The problem
Word for word and without images, transcribe all of the records.

Materials provided
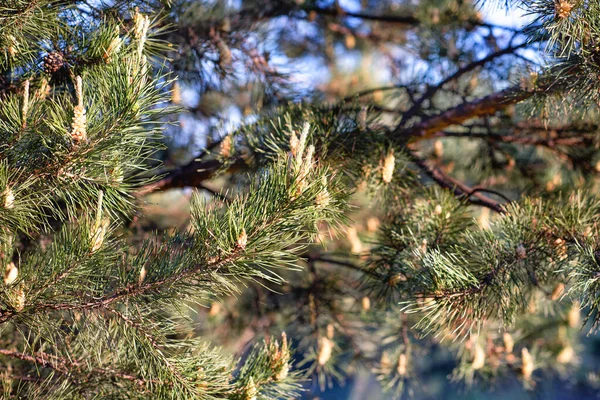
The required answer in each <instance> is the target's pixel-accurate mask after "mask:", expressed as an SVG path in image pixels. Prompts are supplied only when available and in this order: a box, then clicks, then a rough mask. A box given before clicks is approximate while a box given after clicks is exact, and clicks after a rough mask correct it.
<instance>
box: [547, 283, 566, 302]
mask: <svg viewBox="0 0 600 400" xmlns="http://www.w3.org/2000/svg"><path fill="white" fill-rule="evenodd" d="M564 291H565V284H564V283H562V282H559V283H557V284H556V286H554V290H552V294H551V295H550V299H552V300H557V299H558V298H560V296H561V295H562V294H563V292H564Z"/></svg>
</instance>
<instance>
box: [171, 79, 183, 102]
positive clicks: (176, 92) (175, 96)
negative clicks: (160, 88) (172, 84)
mask: <svg viewBox="0 0 600 400" xmlns="http://www.w3.org/2000/svg"><path fill="white" fill-rule="evenodd" d="M171 102H172V103H173V104H181V86H179V82H175V83H174V84H173V91H172V92H171Z"/></svg>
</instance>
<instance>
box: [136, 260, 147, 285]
mask: <svg viewBox="0 0 600 400" xmlns="http://www.w3.org/2000/svg"><path fill="white" fill-rule="evenodd" d="M147 274H148V271H147V270H146V266H145V265H142V269H140V276H139V279H138V284H140V285H141V284H142V283H144V279H146V275H147Z"/></svg>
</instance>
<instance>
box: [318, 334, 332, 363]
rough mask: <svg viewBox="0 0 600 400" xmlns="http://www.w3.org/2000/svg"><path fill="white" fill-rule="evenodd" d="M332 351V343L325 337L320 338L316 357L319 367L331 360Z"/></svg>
mask: <svg viewBox="0 0 600 400" xmlns="http://www.w3.org/2000/svg"><path fill="white" fill-rule="evenodd" d="M332 351H333V342H332V341H331V340H330V339H329V338H326V337H322V338H321V340H320V343H319V353H318V356H317V362H318V363H319V365H325V364H326V363H327V361H329V359H330V358H331V353H332Z"/></svg>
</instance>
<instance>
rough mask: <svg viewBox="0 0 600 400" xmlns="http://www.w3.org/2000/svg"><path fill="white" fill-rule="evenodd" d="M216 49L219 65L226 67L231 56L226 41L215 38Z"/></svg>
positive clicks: (232, 58)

Worked solution
The required answer in each <instance> is the target's pixel-accurate mask after "mask:", expressed as an SVG path in image pixels. Prompts are supplied only when available and in this order: a box, then clicks, then a rough mask. A box given before clicks is approximate while a box given after clicks is exact, and clicks after a rough mask correct it.
<instance>
box: [547, 283, 566, 302]
mask: <svg viewBox="0 0 600 400" xmlns="http://www.w3.org/2000/svg"><path fill="white" fill-rule="evenodd" d="M564 291H565V284H564V283H562V282H559V283H557V284H556V286H554V290H552V294H551V295H550V299H552V300H557V299H558V298H560V296H561V295H562V294H563V292H564Z"/></svg>
</instance>
<instance>
box: [171, 79, 183, 102]
positive clicks: (176, 92) (175, 96)
negative clicks: (160, 88) (172, 84)
mask: <svg viewBox="0 0 600 400" xmlns="http://www.w3.org/2000/svg"><path fill="white" fill-rule="evenodd" d="M171 102H172V103H173V104H181V86H179V82H175V83H174V84H173V91H172V92H171Z"/></svg>
</instance>
<instance>
box: [136, 260, 147, 285]
mask: <svg viewBox="0 0 600 400" xmlns="http://www.w3.org/2000/svg"><path fill="white" fill-rule="evenodd" d="M147 274H148V271H147V270H146V266H145V265H142V269H140V276H139V279H138V284H140V285H141V284H142V283H144V279H146V275H147Z"/></svg>
</instance>
<instance>
box: [318, 334, 332, 363]
rough mask: <svg viewBox="0 0 600 400" xmlns="http://www.w3.org/2000/svg"><path fill="white" fill-rule="evenodd" d="M332 351V343L325 337L320 338L316 357L319 367L331 360Z"/></svg>
mask: <svg viewBox="0 0 600 400" xmlns="http://www.w3.org/2000/svg"><path fill="white" fill-rule="evenodd" d="M332 351H333V342H332V341H331V340H330V339H329V338H326V337H322V338H321V340H320V343H319V353H318V356H317V362H318V363H319V365H325V364H326V363H327V361H329V359H330V358H331V353H332Z"/></svg>
</instance>
<instance>
rough mask: <svg viewBox="0 0 600 400" xmlns="http://www.w3.org/2000/svg"><path fill="white" fill-rule="evenodd" d="M216 49L219 65L226 67L231 56L226 41L215 38Z"/></svg>
positive clicks: (232, 58)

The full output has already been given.